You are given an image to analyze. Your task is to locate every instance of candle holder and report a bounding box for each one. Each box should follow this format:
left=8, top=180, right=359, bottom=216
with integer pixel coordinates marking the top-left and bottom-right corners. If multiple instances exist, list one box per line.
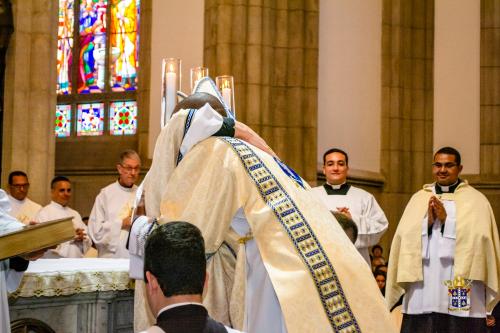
left=190, top=67, right=208, bottom=93
left=215, top=75, right=236, bottom=116
left=161, top=58, right=181, bottom=128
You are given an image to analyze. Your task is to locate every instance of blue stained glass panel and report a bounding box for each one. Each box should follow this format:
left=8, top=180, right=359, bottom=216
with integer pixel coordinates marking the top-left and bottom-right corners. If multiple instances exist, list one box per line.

○ ○ ○ ○ ○

Task to carry out.
Repeat all of the data above word for word, but leave out the pictures.

Solution below.
You are given an image to analyze. Your task is to locate every instance of candle holder and report a bounding box for each one. Each box should follow this format:
left=8, top=180, right=359, bottom=216
with integer pixel coordinates marking the top-left and bottom-right corners. If multiple instances exist, list one box per line.
left=190, top=67, right=208, bottom=93
left=215, top=75, right=236, bottom=116
left=161, top=58, right=181, bottom=128
You are given an image to analyze. Your task is to locate every instance of blue stained glass panel and report a bounding box for each one. Each box should follow this format:
left=8, top=180, right=359, bottom=216
with integer pixel coordinates marking the top-left and bottom-right corners. If multiple instances exist, list one box per line.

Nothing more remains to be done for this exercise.